--- START ---
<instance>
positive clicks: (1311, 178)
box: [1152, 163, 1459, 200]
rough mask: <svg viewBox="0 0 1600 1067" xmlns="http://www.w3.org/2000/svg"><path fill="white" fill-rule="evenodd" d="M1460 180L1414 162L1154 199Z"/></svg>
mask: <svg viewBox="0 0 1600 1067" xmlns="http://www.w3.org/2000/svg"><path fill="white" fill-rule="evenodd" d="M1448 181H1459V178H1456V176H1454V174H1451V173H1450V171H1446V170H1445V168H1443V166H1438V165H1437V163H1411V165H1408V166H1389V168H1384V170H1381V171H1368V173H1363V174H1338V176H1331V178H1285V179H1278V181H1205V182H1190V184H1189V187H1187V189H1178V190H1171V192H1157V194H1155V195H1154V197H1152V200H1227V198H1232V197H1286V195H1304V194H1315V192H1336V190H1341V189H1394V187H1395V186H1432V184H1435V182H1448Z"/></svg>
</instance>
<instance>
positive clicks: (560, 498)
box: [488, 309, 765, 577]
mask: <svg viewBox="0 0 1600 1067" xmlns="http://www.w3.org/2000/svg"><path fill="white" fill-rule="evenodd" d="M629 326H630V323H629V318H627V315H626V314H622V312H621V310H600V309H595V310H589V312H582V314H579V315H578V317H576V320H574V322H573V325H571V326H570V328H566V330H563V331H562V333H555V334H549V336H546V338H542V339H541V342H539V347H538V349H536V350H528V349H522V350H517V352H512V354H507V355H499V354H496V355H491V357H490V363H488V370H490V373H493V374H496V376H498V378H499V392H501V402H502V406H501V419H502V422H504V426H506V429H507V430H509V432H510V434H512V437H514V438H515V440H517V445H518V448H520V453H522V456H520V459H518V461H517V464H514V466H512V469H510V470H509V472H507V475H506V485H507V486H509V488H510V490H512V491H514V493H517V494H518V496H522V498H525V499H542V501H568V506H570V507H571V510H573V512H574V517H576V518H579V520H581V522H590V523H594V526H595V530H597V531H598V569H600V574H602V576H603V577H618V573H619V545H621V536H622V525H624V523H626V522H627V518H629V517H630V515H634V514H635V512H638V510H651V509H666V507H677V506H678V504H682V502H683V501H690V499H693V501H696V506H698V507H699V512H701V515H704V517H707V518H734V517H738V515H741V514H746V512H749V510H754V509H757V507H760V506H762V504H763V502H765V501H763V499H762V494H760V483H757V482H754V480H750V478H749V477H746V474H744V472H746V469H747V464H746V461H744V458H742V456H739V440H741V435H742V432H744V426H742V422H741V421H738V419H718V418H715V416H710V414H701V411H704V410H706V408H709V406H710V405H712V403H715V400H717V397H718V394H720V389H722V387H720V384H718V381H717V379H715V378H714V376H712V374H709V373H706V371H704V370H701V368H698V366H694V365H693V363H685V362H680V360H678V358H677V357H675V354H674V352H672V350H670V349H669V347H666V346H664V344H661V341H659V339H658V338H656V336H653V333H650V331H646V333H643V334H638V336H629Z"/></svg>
--- END ---
▸ Exercise goal
Take every line above that includes the string "clicks" and return it.

▸ Answer to the problem
positive clicks: (1311, 178)
positive clicks: (560, 498)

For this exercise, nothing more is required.